**PAGE EXCERPT:**
☆ ☆ ☆

Anyone who has followed the tedious exchanges with Graham Triggs can find the 
replies to the few substantive points below by just re-reading the exchanges. 
The many ideological, hypothetical and irrelevant points too, but they are even 
less worth the effort. If Graham says something new, substantive and short, I 
am prepared to listen…

Stevan Harnad

On 2013-12-10, at 8:55 AM, Graham Triggs <grahamtri...@gmail.com> wrote:

> On 7 December 2013 12:56, Stevan Harnad <amscifo...@gmail.com> wrote:
> 4. The majority of publishers with Green OA embargoes have an embargo of one 
> year (though 60%, including Elsevier and Springer, have no embargo at all).
> 
> That's not true - Springer have adopted a 12 month embargo, and Elsevier 
> require an embargo for non-voluntary deposits. (You can argue as much as you 
> like about whether you can call a spade a fork, it doesn't change what the 
> policy is).
> 
> Further, your claim of 60% seems to be entirely based on Sherpa/RoMEO data - 
> which you usually provide links to. Except the classifications of RoMEO alone 
> does not lead to saying that 60% of journals / publishers have no embargo, as 
> when you read through the restrictions, what you CAN do may be listed as 
> being subject to an embagro (as in the case of Elsevier and Springer).
> 
> The reasoning is that since free access after a year is a foregone 
> conclusion, because of Green mandates, it's better if that free access is 
> provided by publishers as Gold, so it all remains in their hands (navigation, 
> search, reference linking, re-use, re-publication, etc.).
> 
> Actually, providing that a CTA has been signed as part of publishing the 
> article, then the re-use and re-publication is only possible in accordance 
> with the licence(s) that the publisher allows the content to be distributed 
> under. So, regardless of whether the content is on another site or not, the 
> [publisher granted rights via CTA] still retain that control.
> 
> Everyone gets Gold access after a year, and that's the end of it. Back to 
> business as before -- unless the market prefers to pay the same price that it 
> pays for subscriptions, in exchange for immediate, un-embargoed Gold OA (as 
> in SCOAP3 or hybrid Gold).

☆ ☆ ☆

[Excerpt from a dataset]
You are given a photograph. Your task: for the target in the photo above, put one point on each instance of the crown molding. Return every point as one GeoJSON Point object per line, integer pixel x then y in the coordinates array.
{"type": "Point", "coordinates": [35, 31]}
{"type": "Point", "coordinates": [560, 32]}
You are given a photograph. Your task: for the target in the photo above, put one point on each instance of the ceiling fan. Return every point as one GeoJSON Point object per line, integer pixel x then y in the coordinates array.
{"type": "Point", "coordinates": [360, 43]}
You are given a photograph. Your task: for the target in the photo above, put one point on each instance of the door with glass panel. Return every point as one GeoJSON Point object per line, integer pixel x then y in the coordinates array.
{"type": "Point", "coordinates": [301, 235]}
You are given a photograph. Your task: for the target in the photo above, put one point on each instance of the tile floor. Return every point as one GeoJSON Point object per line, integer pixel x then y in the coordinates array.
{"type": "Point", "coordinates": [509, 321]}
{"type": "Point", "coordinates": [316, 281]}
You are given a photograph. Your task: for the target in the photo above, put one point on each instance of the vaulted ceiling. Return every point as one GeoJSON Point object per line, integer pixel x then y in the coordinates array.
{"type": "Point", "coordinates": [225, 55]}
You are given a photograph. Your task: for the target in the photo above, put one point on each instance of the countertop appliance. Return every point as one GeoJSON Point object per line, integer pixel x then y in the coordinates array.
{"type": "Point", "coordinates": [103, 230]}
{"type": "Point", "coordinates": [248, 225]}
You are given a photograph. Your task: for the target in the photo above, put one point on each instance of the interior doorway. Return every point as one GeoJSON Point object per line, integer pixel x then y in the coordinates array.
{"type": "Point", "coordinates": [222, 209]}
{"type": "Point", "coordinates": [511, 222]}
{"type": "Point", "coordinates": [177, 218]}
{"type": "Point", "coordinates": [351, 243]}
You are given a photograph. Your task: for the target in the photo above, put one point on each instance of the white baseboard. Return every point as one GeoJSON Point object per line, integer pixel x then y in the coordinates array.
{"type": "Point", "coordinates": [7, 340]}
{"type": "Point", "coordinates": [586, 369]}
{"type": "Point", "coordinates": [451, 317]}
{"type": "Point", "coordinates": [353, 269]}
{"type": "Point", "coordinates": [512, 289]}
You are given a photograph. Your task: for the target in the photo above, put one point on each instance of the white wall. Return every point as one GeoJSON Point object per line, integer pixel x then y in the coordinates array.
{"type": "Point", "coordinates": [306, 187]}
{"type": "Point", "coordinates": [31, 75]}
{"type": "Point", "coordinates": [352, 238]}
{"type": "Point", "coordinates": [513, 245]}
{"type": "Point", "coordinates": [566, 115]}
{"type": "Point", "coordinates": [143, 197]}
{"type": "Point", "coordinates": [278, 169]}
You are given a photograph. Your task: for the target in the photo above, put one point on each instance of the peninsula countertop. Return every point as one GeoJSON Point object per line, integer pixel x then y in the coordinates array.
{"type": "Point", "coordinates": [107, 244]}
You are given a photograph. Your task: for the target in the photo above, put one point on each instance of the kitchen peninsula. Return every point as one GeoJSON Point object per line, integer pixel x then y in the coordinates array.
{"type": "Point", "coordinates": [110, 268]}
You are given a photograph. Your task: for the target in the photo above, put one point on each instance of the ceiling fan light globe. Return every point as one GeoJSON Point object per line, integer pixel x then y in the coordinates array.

☆ ☆ ☆

**THE EXERCISE:**
In the page excerpt above, what length of embargo does Graham Triggs say Springer has adopted?

**EXERCISE SOLUTION:**
A 12-month embargo.